**ENTRIES SHOWN:**
________________________

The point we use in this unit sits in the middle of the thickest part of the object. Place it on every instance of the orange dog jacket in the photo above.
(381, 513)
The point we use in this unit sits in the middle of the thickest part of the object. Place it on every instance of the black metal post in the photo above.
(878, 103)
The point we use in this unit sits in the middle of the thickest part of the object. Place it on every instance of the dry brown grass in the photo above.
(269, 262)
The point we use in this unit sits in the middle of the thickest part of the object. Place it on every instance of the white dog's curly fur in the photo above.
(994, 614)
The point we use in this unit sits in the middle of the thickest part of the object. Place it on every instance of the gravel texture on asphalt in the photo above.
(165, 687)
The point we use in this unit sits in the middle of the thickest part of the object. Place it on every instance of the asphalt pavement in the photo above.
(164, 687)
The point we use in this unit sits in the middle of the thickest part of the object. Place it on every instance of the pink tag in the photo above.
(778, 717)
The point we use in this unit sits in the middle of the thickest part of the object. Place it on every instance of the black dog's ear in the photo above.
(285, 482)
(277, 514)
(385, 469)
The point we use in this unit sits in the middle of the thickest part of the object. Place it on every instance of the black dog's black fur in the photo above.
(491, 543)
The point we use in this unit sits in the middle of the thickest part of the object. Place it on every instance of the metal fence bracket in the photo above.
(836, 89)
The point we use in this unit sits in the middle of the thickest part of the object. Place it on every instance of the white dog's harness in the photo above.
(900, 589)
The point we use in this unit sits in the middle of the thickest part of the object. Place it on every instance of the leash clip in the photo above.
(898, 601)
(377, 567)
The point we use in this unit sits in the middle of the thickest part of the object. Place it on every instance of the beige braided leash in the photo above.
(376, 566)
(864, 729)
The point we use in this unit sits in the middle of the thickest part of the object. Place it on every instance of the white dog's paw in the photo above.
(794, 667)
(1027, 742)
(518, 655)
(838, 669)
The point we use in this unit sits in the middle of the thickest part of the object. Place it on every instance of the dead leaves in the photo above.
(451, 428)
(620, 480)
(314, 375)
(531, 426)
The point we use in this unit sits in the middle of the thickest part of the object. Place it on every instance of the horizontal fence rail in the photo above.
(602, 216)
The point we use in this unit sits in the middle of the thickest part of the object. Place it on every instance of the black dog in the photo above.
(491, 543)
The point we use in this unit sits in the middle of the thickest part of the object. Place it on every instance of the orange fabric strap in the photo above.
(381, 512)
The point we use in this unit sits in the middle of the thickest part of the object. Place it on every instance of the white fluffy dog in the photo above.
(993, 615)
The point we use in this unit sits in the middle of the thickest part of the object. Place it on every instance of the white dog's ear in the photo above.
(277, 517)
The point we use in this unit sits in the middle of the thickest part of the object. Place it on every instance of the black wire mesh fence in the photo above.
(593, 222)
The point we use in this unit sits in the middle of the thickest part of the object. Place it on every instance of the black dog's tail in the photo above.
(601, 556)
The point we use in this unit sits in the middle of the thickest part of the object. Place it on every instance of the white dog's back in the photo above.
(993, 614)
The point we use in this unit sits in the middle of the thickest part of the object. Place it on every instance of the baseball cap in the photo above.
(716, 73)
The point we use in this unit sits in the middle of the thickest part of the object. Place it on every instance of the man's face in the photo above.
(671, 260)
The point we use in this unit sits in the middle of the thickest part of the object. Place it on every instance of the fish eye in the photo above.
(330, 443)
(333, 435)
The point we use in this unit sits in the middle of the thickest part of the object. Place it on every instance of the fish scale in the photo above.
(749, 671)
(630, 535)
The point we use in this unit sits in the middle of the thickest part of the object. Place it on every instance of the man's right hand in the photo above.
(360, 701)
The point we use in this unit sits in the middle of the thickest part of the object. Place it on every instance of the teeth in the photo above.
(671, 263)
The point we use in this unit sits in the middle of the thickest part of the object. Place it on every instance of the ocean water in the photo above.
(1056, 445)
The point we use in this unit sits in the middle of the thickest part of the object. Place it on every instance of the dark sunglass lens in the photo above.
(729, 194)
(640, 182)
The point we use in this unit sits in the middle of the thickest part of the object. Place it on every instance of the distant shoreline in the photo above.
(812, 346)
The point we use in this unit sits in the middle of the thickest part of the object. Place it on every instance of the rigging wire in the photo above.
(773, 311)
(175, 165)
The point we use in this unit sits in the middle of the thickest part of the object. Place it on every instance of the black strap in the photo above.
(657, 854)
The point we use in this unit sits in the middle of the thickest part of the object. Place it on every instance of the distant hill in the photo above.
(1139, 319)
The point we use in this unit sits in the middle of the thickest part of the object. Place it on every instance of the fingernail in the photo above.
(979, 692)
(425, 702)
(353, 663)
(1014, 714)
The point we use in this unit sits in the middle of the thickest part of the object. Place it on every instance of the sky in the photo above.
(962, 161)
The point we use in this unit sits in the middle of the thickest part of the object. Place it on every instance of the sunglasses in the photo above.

________________________

**EXERCISE PROMPT:** Exact copy required. Repeat the material above in full.

**WRITTEN ANSWER:**
The point we use in this unit sits in the middle of the thickest part of the object. Place it on every instance of the orange dog jacket in the photo above.
(381, 513)
The point we use in this unit sits in the middle of the thickest part of the object. Place it on every instance of the black metal post in the photo above.
(878, 103)
The point we use in this unit sits in the middle of the thickest part of the object. Place it on every instance of the dry brown grass in the photo above.
(269, 262)
The point we use in this unit sits in the middle of the thickest part of the object. Place it on every instance of the white dog's curly fur in the photo above.
(994, 614)
The point we use in this unit sits in the middle of the thickest part of the object. Place it on every instance of the gravel texture on asphalt in the photo above.
(165, 687)
The point we use in this unit sits in the middle of the thickest part of the object. Place it on every instance of the asphalt pavement in the photo above.
(164, 687)
The point we use in this unit sits in the middle of the thickest part of the object. Place it on every instance of the pink tag in the photo above.
(778, 717)
The point we use in this unit sits in the middle of the thickest part of the object. Place it on every instance of the black dog's ear in the photo above.
(285, 482)
(277, 514)
(385, 469)
The point we use in this unit sits in the middle of the thickest part of the object. Place it on every instance of the black dog's black fur in the photo above.
(491, 543)
The point we use in this unit sits in the middle of the thickest part of the object. Place it on every instance of the metal fence bracket in the photo above.
(836, 89)
The point we use in this unit sits in the middle of the thickest part of the object. Place it on every instance of the white dog's harness in the photo above.
(900, 589)
The point we use in this unit sits in the middle of the thickest part of the object. Place it on every instance of the leash clip in the photo above.
(898, 601)
(377, 567)
The point we use in this unit sits in the middle of the thickest part of the object. Place it on every instance of the beige braided leash in the photo above.
(376, 566)
(864, 729)
The point we use in this unit sits in the middle of the thickest part of the object. Place it on every instance of the white dog's paw in the photo above.
(794, 667)
(1027, 742)
(518, 655)
(838, 669)
The point we use in this unit sits in the middle of the thickest part of the object. Place it on every instance of the dead leaves in the photo above.
(451, 428)
(620, 480)
(314, 375)
(531, 426)
The point we use in this unit sits in the middle of the thickest part of the object. Place it on every instance of the horizontal fence rail in the photo above.
(602, 216)
The point we use in this unit sits in the middle of the thickest part of the object. Place it on every instance of the black dog in the photo above.
(491, 543)
The point we use in this unit sits in the middle of the thickest part of the object. Place it on every instance of the orange fabric strap in the photo above.
(381, 512)
The point we use in this unit sits in the middle of the thickest part of the object. Place it on every instance of the white fluffy dog in the photo above.
(993, 615)
The point we use in this unit sits in the middle of the thickest part of the object. Place it on every instance of the white dog's ear in the photo above.
(277, 517)
The point we use in this unit sits in the middle of the thickest part of the object. Place it on every instance of the black wire mesh fence in the photo above.
(593, 222)
The point we use in this unit sits in the middle of the thickest part of the object. Place it on every instance of the black dog's tail in the photo above.
(601, 556)
The point we use in this unit sits in the middle of the thickest part of the object. Place it on every instance of the white dog's back in the photo above.
(993, 614)
The point we use in this unit sits in the middle of the thickest part of the object. Place it on every instance of the baseball cap in the photo above.
(716, 73)
The point we use in this unit sits in the middle of the thickest part of the object. Place it on every instance of the man's face in the photo above.
(671, 260)
The point we use in this unit sits in the middle of the thickest part of the object. Place it on every instance of the fish eye in the photo above.
(330, 443)
(333, 435)
The point we use in this unit sits in the middle of the thickest part of the object. Place it on every instance of the fish scale in the photo above.
(749, 671)
(630, 535)
The point we use in this unit sits in the middle of the thickest part of the object. Place it on every instance of the man's right hand in the photo above.
(360, 701)
The point we use in this unit sits in the middle of the thickest part of the object. Place it on every instance of the teeth in the photo above.
(671, 263)
The point we use in this unit sits in the middle of the thickest part of the object. Place it on every instance of the ocean water in the photo above.
(1056, 445)
The point we use in this unit sits in the middle of the thickest part of the object. Place it on every instance of the dark sunglass lens in the photo above.
(729, 194)
(640, 182)
The point we use in this unit sits in the middle of the thickest part of the object. Place it on every instance of the distant shoreline in the photo above.
(812, 346)
The point we use in this unit sits in the middle of the thickest part of the object. Place it on every instance of the rigging wire in the photo above.
(773, 311)
(175, 165)
The point we use in this unit sits in the middle of the thickest part of the object. Place it on every instance of the black strap in the photo above.
(657, 854)
The point we use in this unit sits in the middle of the thickest part of the object. Place it on every instance of the distant hill in the photo above.
(1139, 319)
The point we use in this unit sits in the middle of the thickest part of the object. Place it on every instance of the fingernail in the photo above.
(979, 692)
(425, 702)
(353, 663)
(1014, 714)
The point we use in this unit sits in the middle of the thickest part of the object. Place it on every instance of the sky in the photo above.
(962, 161)
The point we use in this unit sits in the middle of the thickest part of the object. Place it on every instance of the sunglasses in the photo above.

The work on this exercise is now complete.